WRITTEN REQUEST A:
Copy the entries from the line with "Mark the rock crevice." up to and including the line with "left=7, top=107, right=38, bottom=154", keeping each line unchanged.

====== SELECTED EXTRACT ======

JS: Type tracking tutorial

2026-04-26 09:15:12 +02:00 · 2019-08-13 10:54:17 +01:00
parent 24f407c104
commit e68e84fe77
3 changed files with 511 additions and 1 deletions
--- a/docs/language/learn-ql/javascript/flow-labels.rst
+++ b/docs/language/learn-ql/javascript/flow-labels.rst
@@ -393,6 +393,6 @@ string may be an absolute path and whether it may contain ``..`` components.
 What next?
 ----------

-  Learn about the QL standard libraries used to write queries for JavaScript in :doc:`Introducing the Javacript libraries <introduce-libraries-js>`.
+-  Learn about the QL standard libraries used to write queries for JavaScript in :doc:`Introducing the JavaScript libraries <introduce-libraries-js>`.
 -  Find out more about QL in the `QL language handbook <https://help.semmle.com/QL/ql-handbook/index.html>`__ and `QL language specification <https://help.semmle.com/QL/ql-spec/language.html>`__.
 -  Learn more about the query console in `Using the query console <https://lgtm.com/help/lgtm/using-query-console>`__.

======

WRITTEN REQUEST B:
Translate this sentence from the type tracking tutorial commit into Spanish: "Learn more about the query console in `Using the query console <https://lgtm.com/help/lgtm/using-query-console>`__."

====== MATERIAL PROVIDED ======

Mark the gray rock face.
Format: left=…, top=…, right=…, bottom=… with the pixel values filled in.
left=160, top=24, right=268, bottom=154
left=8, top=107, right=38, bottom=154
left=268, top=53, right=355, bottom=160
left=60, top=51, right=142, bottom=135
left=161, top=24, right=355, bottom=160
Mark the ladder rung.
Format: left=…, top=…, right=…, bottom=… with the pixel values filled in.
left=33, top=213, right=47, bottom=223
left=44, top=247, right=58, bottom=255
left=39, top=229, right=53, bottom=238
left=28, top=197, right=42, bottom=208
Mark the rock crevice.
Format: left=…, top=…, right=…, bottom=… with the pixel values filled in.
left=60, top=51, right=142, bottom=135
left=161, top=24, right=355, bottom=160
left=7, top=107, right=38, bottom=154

======
====== MATERIAL PROVIDED ======

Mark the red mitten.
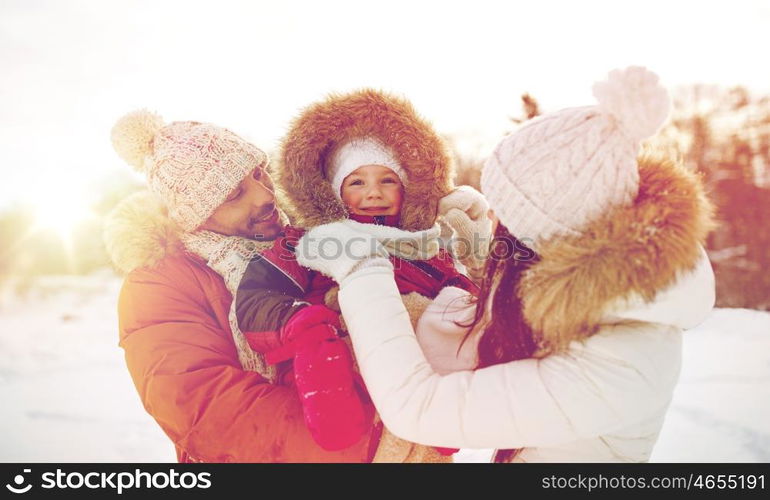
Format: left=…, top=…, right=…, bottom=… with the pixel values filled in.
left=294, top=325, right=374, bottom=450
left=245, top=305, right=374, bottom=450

======

FULL SOLUTION A:
Mark the rock crevice.
Format: left=…, top=…, right=…, bottom=… with the pixel values filled in.
left=60, top=51, right=142, bottom=135
left=161, top=24, right=355, bottom=160
left=7, top=107, right=38, bottom=154

FULL SOLUTION B:
Obtén más información sobre la consola de consultas en `Using the query console <https://lgtm.com/help/lgtm/using-query-console>`__.